State how many lines in the rows below contain the string "instances", treating case as significant, and give only that number.

### Data provided:
• • • •

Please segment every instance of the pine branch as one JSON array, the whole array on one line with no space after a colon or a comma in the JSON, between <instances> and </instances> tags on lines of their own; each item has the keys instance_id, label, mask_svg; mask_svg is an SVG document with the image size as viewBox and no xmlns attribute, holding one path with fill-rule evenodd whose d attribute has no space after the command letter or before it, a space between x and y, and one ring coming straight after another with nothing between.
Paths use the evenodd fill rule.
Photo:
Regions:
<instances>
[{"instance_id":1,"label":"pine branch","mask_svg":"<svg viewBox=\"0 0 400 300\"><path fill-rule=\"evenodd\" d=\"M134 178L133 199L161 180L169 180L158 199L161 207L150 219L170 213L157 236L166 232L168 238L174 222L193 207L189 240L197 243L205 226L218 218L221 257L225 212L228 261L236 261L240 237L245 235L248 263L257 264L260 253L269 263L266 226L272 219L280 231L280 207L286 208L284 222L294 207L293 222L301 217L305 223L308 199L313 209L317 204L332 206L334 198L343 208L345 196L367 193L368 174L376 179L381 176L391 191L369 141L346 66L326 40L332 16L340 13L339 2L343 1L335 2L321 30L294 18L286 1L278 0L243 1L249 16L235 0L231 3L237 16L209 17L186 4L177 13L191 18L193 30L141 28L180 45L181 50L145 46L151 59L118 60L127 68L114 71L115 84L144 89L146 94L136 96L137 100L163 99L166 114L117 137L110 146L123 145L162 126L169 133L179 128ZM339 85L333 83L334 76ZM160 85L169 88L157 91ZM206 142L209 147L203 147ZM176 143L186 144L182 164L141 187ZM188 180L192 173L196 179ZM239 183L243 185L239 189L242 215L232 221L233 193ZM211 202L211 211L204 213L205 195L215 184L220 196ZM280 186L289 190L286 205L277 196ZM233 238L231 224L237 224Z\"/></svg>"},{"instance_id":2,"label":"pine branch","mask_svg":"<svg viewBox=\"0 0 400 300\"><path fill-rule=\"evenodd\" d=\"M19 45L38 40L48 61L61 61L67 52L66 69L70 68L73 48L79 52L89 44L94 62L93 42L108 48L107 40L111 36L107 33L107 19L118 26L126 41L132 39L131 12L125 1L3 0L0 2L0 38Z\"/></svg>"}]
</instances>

• • • •

### Answer:
3